Task: The answer must be the lines from the one that holds "Practice. Pick out the jagged" through the final line of the data, copied exactly, with no pictures.

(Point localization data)
::::::::::

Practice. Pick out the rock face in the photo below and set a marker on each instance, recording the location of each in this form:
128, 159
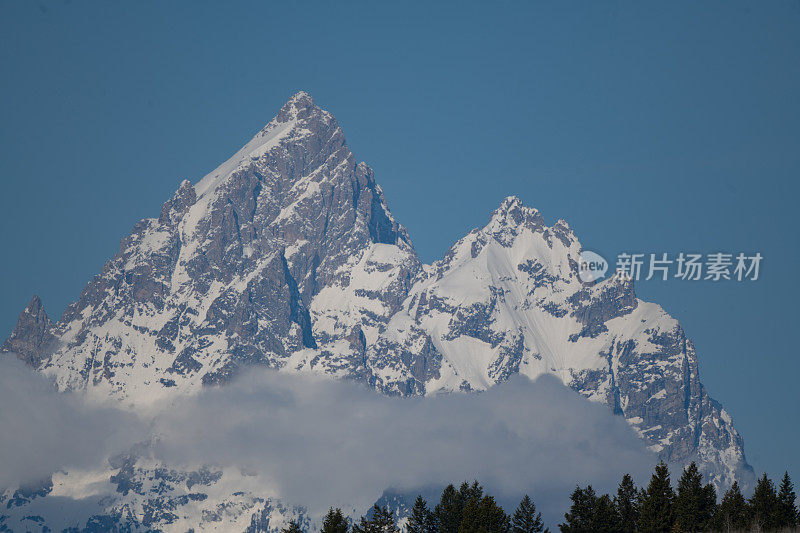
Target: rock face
287, 256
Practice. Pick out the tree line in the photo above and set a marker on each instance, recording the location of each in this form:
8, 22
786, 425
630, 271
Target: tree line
657, 508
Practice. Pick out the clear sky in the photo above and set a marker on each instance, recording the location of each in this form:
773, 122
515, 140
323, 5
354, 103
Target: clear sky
649, 127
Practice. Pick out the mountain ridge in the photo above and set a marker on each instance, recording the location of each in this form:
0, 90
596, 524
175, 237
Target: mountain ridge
287, 256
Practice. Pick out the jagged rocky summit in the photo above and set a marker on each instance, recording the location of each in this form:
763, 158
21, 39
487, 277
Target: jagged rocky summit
287, 256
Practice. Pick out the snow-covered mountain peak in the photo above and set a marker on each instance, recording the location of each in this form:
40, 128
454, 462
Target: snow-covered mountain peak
513, 213
287, 256
299, 104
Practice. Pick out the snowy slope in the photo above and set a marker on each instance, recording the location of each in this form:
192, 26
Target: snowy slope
287, 256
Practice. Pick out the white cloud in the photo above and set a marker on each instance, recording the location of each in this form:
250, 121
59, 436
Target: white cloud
328, 443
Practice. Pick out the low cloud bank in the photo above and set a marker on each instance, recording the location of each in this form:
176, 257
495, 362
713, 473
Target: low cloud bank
324, 443
329, 443
43, 431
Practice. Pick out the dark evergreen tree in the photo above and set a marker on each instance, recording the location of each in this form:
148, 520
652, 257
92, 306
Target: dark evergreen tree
732, 513
294, 527
526, 519
590, 512
694, 503
382, 521
447, 512
580, 515
787, 508
334, 522
626, 503
658, 501
483, 515
764, 505
421, 519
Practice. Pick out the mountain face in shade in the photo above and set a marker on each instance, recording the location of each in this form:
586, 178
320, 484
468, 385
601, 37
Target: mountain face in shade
287, 256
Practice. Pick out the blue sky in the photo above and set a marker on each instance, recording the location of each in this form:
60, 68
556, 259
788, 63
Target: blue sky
649, 127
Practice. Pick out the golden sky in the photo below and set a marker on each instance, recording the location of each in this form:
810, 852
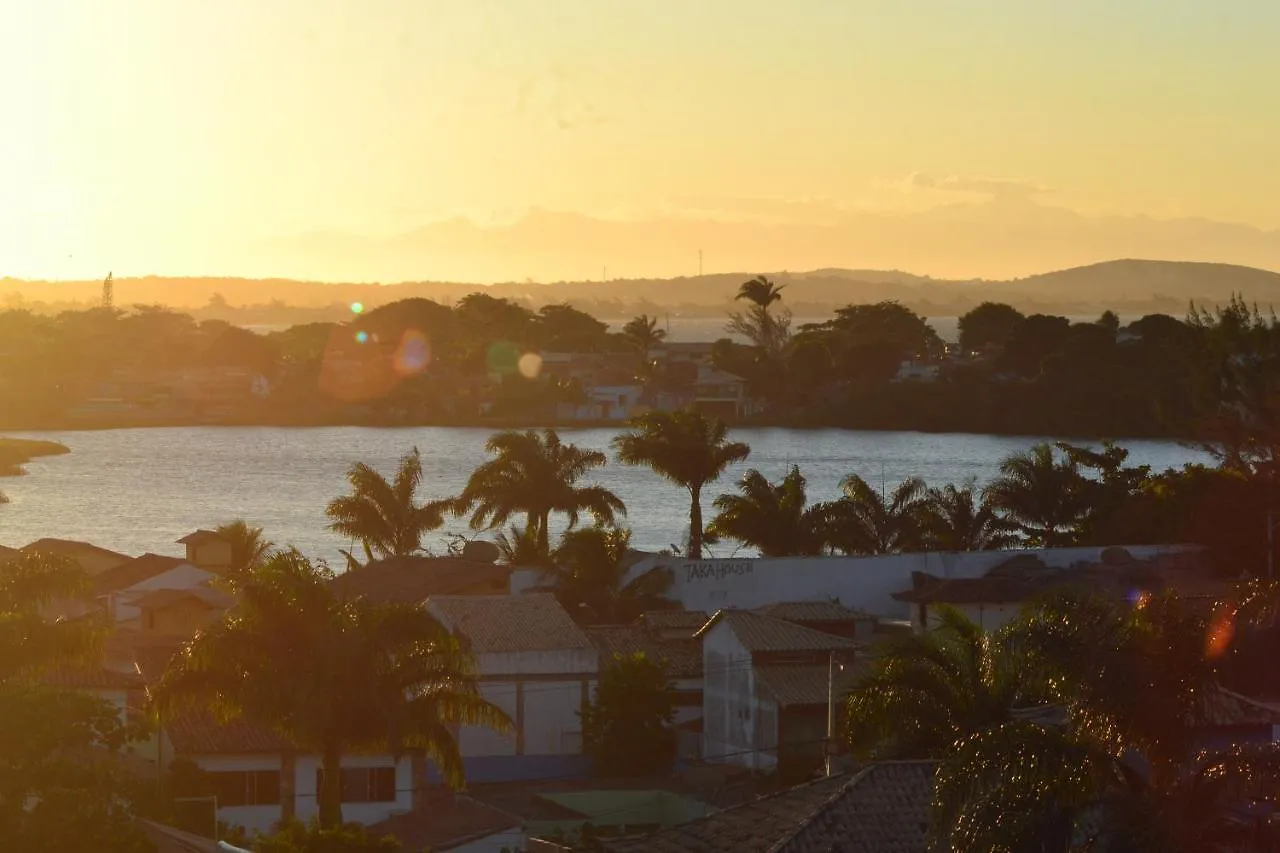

::::::::::

Solution for this problem:
Practice. Pick out the jagged rocky summit in the photo above and set a marker on each instance, recording the location of each in this form:
763, 158
21, 39
487, 277
Target: jagged rocky summit
287, 256
Practice. Pick out the snow-covered mountain peak in the photo above and set a marker on each instance, recording the location of each in this form:
40, 128
454, 462
Target: snow-covered mountain peak
513, 213
287, 256
299, 104
Practice. Pick out the snowy slope in the photo above and set a marker on each instance, recording the location of each in this form:
192, 26
Target: snowy slope
287, 256
Practice. Pick out the white cloud in the photo above and set a marker on each instance, recording the location of each in this form:
250, 121
59, 436
Target: white cloud
328, 443
Practice. Pick out the low cloud bank in the photo above and set a marker on each instance, recording the location of each in this form:
176, 257
495, 362
713, 473
Target: low cloud bank
324, 443
329, 443
43, 431
Practice. Pick out the dark evergreen tree in the photo above and set a marker on each instance, recording the location of each in this form:
148, 520
652, 257
92, 306
Target: dark evergreen tree
732, 513
294, 527
526, 519
590, 512
694, 503
382, 521
447, 512
580, 515
787, 508
334, 522
626, 503
658, 501
483, 515
764, 505
421, 519
Practice. Pick out the mountain face in shade in the photo above and set a marker on each instance, recording the location of each in this form:
586, 178
320, 484
468, 385
601, 37
Target: mountain face in shade
287, 256
Practice. Pick out the blue sky in the photo above and set a marker on each instance, recording the location of each in this form:
60, 68
556, 259
788, 63
Target: blue sky
649, 127
Practice. Pick out the golden sky in the photo below and set a marker on each instance, recording the location of each in this form:
810, 852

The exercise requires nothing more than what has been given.